#### [Texto de lectura]

+++

Balbuceó palabras sin sentido, inventó frases absurdas… y el público estalló en carcajadas.
Nadie había visto algo así.
Allí nació Cantinflas, el peladito simpático, pobre, sin educación, pero con una inteligencia callejera que representaba al mexicano promedio.
Un personaje que hablaba mucho, pero no decía nada, y que aun así lograba burlarse del poder, de los ricos y de la vida misma.

Lo que comenzó como un error se convirtió en un fenómeno.
El público lo amó desde el primer momento.
Y lo que era un simple personaje terminó siendo tan poderoso que la Real Academia Española tuvo que inventar un verbo para describirlo: cantinflear, es decir, hablar mucho sin decir nada.
En 1940, con la película Ahí está el detalle, Mario Moreno se consagró.
A partir de ese momento, se convirtió en el actor más famoso de México.
Fundó su propia productora, filmó una película tras otra, encabezó huelgas y defendió a sus colegas actores.
Con el tiempo dio el salto internacional: en 1956 coprotagonizó La vuelta al mundo en 80 días, donde conquistó Hollywood y ganó un Globo de Oro.

+++

#### [Datos proporcionados]
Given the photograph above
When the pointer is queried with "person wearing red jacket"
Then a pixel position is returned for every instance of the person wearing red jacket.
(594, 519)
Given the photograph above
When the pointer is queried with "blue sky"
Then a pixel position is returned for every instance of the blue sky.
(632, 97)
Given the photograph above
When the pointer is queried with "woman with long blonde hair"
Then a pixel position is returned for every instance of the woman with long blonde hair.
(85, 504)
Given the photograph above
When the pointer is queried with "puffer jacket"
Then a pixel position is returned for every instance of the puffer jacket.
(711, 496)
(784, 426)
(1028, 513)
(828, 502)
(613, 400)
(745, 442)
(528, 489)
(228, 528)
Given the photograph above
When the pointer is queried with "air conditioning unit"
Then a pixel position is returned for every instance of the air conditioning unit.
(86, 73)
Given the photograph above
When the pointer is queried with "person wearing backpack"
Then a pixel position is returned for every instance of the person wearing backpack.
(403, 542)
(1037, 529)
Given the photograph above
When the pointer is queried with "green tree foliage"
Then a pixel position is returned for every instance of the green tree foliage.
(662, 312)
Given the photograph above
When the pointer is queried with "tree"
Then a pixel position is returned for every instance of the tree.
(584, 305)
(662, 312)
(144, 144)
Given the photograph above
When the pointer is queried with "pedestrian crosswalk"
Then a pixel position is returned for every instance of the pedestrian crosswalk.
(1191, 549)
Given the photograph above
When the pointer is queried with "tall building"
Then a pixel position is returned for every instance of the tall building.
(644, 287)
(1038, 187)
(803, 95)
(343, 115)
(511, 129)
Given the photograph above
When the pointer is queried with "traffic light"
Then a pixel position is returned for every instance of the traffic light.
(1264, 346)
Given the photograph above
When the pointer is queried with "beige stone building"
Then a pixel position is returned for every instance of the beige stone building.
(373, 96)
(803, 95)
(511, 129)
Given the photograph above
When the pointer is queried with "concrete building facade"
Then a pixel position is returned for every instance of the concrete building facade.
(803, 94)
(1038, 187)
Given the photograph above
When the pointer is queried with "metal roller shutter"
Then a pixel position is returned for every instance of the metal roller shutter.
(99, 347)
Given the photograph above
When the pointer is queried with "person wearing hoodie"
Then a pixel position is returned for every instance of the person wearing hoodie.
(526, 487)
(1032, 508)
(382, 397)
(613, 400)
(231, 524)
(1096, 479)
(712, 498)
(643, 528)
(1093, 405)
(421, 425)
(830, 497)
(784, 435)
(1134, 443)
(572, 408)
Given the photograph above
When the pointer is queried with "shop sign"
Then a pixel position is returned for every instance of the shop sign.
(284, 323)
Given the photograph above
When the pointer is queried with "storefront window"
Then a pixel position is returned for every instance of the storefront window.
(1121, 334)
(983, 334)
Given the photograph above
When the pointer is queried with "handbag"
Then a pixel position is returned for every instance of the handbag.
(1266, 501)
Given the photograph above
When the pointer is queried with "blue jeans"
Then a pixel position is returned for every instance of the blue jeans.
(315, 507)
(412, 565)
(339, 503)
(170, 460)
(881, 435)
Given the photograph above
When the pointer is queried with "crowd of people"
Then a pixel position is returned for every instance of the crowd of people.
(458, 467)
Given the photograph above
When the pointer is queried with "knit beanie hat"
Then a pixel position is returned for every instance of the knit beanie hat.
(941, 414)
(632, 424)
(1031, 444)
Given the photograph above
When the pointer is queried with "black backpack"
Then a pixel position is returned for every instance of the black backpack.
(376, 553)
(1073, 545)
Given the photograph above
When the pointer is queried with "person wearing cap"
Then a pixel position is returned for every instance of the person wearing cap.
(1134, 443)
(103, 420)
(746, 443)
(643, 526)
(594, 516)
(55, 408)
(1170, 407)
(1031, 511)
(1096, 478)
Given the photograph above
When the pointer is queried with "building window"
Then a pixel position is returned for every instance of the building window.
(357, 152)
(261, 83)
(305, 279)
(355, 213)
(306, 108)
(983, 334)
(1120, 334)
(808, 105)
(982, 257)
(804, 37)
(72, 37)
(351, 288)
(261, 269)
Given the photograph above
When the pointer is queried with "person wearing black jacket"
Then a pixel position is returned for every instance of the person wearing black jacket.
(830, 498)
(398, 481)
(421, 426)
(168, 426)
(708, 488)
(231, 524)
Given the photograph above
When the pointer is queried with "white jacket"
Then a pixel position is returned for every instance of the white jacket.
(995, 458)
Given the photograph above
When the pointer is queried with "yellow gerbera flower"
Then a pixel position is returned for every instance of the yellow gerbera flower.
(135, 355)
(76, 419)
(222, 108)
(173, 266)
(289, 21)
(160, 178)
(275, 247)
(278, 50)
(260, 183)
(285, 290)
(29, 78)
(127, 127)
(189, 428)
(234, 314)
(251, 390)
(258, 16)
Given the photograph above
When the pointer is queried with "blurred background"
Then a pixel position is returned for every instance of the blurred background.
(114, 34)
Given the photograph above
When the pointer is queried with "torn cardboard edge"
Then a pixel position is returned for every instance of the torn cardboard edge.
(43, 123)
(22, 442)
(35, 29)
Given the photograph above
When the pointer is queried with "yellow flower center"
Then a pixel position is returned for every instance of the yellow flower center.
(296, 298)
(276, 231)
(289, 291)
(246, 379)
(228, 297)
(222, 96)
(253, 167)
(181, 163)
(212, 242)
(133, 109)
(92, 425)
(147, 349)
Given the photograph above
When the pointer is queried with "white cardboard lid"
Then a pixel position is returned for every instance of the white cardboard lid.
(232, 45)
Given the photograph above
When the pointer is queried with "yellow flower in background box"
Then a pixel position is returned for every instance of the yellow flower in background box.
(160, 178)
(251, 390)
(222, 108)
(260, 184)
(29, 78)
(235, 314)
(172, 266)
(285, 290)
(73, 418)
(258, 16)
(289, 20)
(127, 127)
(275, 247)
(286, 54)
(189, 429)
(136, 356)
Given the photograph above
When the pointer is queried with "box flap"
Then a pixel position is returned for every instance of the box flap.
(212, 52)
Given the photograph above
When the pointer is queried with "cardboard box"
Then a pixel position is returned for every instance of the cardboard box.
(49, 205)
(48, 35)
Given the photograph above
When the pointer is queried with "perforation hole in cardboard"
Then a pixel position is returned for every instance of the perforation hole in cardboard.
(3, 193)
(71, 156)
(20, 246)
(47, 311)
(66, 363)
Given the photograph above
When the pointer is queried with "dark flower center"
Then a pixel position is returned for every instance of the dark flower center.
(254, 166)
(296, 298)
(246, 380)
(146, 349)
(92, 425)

+++

#### [Tarea asignada]
Según el texto de lectura sobre Cantinflas, ¿en qué año y con qué película se consagró Mario Moreno?

#### [Ejercicio resuelto]
En 1940, con la película Ahí está el detalle.